Segmentation data
--- Begin ---

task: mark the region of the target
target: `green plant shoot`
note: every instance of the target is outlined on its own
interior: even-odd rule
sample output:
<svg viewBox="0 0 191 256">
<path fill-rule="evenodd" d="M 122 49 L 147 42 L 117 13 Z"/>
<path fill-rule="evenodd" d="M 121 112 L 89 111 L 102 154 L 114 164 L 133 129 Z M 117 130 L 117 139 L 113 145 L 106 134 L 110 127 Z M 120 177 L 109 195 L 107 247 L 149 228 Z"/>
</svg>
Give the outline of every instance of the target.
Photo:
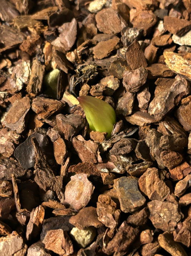
<svg viewBox="0 0 191 256">
<path fill-rule="evenodd" d="M 111 106 L 92 96 L 80 96 L 77 99 L 84 111 L 90 130 L 107 133 L 107 138 L 110 138 L 116 122 L 115 112 Z"/>
</svg>

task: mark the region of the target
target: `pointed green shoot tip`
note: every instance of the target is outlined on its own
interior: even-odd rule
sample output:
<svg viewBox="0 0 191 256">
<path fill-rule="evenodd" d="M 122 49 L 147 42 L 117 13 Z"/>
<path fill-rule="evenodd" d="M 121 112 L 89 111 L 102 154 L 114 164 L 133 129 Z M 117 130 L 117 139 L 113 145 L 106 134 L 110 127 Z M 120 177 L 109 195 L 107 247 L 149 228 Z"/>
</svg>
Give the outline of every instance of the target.
<svg viewBox="0 0 191 256">
<path fill-rule="evenodd" d="M 92 96 L 80 96 L 77 99 L 84 111 L 90 129 L 108 133 L 107 138 L 109 139 L 116 122 L 113 108 L 105 101 Z"/>
</svg>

--- End ---

- Task -
Reproduce every item above word for word, leaving the pictures out of your copy.

- Answer to this exercise -
task: mark the region of the target
target: `green plant shoot`
note: every instance of the target is outlined on its own
interior: even-odd rule
sample output:
<svg viewBox="0 0 191 256">
<path fill-rule="evenodd" d="M 122 49 L 147 42 L 117 13 Z"/>
<path fill-rule="evenodd" d="M 121 112 L 89 111 L 102 154 L 114 164 L 133 129 Z M 117 130 L 117 139 L 113 145 L 106 134 L 110 127 Z M 120 177 L 109 195 L 107 247 L 149 228 Z"/>
</svg>
Give the outline of every instance of the target.
Photo:
<svg viewBox="0 0 191 256">
<path fill-rule="evenodd" d="M 111 106 L 92 96 L 80 96 L 77 99 L 84 111 L 90 130 L 107 133 L 107 138 L 110 138 L 116 122 L 115 112 Z"/>
</svg>

task: mark the region of the target
target: `pointed green shoot tip`
note: every instance of the target is outlined on its own
interior: even-odd rule
sample output:
<svg viewBox="0 0 191 256">
<path fill-rule="evenodd" d="M 122 49 L 147 42 L 117 13 Z"/>
<path fill-rule="evenodd" d="M 121 112 L 89 111 L 102 154 L 114 164 L 133 129 Z M 117 130 L 117 139 L 113 145 L 106 134 L 110 127 Z M 120 177 L 109 195 L 107 247 L 149 228 Z"/>
</svg>
Give the outline of every instance of the target.
<svg viewBox="0 0 191 256">
<path fill-rule="evenodd" d="M 92 96 L 80 96 L 77 99 L 84 111 L 90 129 L 108 133 L 107 138 L 109 139 L 116 122 L 113 108 L 105 101 Z"/>
</svg>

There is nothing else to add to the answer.